[[ Selected passage, beginning ]]
I enjoyed this book and thought it had an interesting premise, but I felt like it only scratched the surface of topics connected to adoption, particularly an adoption scenario as unique as this one. There was no attention given to the background of the birth mother, to the complicated reality that adoption poses for many people, or to the dynamics of class, race, and social support embedded in the process. As a result, the book existed in a type of liminal space - dancing around difficult topics while attempting to move the story forward.
Rating: 7/10
7. Mika in Real Life - Emiko Jean
Fiction, 365 pages
Mika Suzuki is struggling. She is thirty-five years old, living with her high school best friend, navigating a rocky relationship with her parents, and can’t hold down a job. Mika wanted to be an artist but couldn’t turn the dream into reality after she became unexpectedly pregnant (the details are revealed halfway through the book) during her freshman year of college. Her life thrown into disarray, Mika decides to give her baby up in a closed adoption. It is not a decision she regrets per se - she understands that she would not have been able to care for the child - but she craves more than the annual updates she receives in the mail from the adoptive parents of her daughter, Penny.
All of this changes when she gets a phone call from Penny, now sixteen years old, out of the blue. Her adoptive mother has recently died of cancer and she is looking to establish a closer relationship with her mother and their shared Japanese heritage. Although Mika is thrilled to be in contact with her daughter, she is also ashamed of having her see the life that she has led and the little that she has accomplished. Instead of telling her the truth, she embellishes and makes up details about her life. The facade that she has built - which Penny eagerly buys into - is threatened after Penny buys a ticket to visit Mika in Portland and she is forced to consider not just if the real her is enough for Penny, but also if she is willing to finally change herself.
I thought this book was well-written but went on for a bit too long. I also thought that some of the plot points resolved themselves too quickly and that others were wholly unnecessary (i.e. a certain relationship with Penny’s adoptive father). I think this is the perfect book to listen to if you are new to audiobooks - it moves quickly, is entertaining, and gives you something to think about without diving too deep.
Rating: 7.5/10
6. Playing Dead - Elizabeth Greenwood
Non-Fiction/Death Fraud, 244 pages
Have you ever thought about what it might be like to fake your death? What would motivate you? Are the payoffs worth the liabilities? While I can confidently say that these questions have never crossed my own mind, they have for author Elizabeth Greenwood who explores them in depth in her debut book. I read Greenwood’s other book, Love Lockdown, back in January, which I personally thought covered a more interesting subject (romantic relationships between people in prison and those on the outside), but which nonetheless proves her penchant for exploring unique topics in depth. In Playing Dead, Greenwood travels through the United States, England, and the Philippines to interview death fraud investigators for insurance companies as well as the people who fake their deaths. She explores their motivations for this dramatic act - desperation, financial troubles, a desire to start anew - and compares the dream with reality. Surprisingly, although insurance companies are onto this scheme and have specific investigators for these exact types of cases (don’t up your policy less than two years before your personal coup - that’s a red flag) these companies are often reluctant to publicize or prosecute the fraud for fear that it will encourage copycat behavior. Despite this, my takeaway from the book is simple: there are less complicated ways to solve life’s problems than to fake your own death. Either the insurance company will catch you and you’ll have to repay the sum you or your loved one collected or you’ll miss home too much. Plus, it does not do wonders for your relationships, particularly with your children.
[[ Selected passage, end ]]
[[ Given data, beginning ]]
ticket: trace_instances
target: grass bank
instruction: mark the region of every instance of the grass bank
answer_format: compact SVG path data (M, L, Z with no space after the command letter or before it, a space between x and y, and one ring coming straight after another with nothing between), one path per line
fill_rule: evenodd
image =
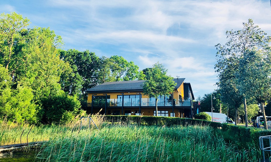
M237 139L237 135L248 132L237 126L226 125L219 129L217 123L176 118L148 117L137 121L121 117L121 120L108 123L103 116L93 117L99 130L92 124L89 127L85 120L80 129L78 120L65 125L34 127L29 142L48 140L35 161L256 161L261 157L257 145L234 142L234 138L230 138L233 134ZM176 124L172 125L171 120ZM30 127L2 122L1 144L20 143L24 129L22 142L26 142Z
[[ Given data, end ]]
[[ Given data, beginning ]]
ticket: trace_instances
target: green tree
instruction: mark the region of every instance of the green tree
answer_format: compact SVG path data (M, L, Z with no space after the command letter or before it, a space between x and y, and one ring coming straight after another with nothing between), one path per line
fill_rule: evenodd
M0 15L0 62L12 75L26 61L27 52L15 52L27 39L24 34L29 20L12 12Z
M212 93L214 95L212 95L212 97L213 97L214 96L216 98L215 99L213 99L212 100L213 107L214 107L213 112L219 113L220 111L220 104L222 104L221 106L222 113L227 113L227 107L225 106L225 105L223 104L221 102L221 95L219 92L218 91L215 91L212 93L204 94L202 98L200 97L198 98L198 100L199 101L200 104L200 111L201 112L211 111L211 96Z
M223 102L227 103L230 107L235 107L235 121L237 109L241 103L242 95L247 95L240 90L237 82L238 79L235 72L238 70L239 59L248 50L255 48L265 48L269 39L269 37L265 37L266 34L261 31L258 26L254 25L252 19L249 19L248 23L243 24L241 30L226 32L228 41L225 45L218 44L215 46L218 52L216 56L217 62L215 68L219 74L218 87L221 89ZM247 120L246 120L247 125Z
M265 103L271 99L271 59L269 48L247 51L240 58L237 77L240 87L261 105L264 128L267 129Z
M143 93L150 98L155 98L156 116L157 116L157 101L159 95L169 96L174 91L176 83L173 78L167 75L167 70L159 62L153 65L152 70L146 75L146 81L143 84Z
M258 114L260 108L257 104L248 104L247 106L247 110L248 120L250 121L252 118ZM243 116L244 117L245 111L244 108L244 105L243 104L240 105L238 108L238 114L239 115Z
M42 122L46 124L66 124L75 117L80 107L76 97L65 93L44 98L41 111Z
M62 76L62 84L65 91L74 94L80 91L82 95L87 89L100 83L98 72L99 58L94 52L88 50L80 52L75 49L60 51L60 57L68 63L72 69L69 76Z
[[ Given data, end ]]
[[ Given data, beginning ]]
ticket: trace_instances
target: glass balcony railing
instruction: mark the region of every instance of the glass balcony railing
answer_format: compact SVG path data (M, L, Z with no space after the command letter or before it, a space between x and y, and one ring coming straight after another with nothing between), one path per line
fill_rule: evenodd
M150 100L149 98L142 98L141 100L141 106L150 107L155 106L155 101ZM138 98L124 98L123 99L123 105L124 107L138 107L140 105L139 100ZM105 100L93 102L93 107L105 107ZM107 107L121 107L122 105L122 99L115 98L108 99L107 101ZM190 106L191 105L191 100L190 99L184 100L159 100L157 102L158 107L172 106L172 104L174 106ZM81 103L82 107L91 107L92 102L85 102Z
[[ Given data, end ]]
■ Problems to work on
1. Return the passage from the book reviews between "I enjoyed this" and "the story forward.", inclusive.
2. Translate this sentence from the book reviews into Spanish: "I thought this book was well-written but went on for a bit too long."
3. Name every country that the book reviews mention.

■ Response list
1.
I enjoyed this book and thought it had an interesting premise, but I felt like it only scratched the surface of topics connected to adoption, particularly an adoption scenario as unique as this one. There was no attention given to the background of the birth mother, to the complicated reality that adoption poses for many people, or to the dynamics of class, race, and social support embedded in the process. As a result, the book existed in a type of liminal space - dancing around difficult topics while attempting to move the story forward.

2. Me pareció que este libro estaba bien escrito, pero se alargó un poco demasiado.

3. United States, England, the Philippines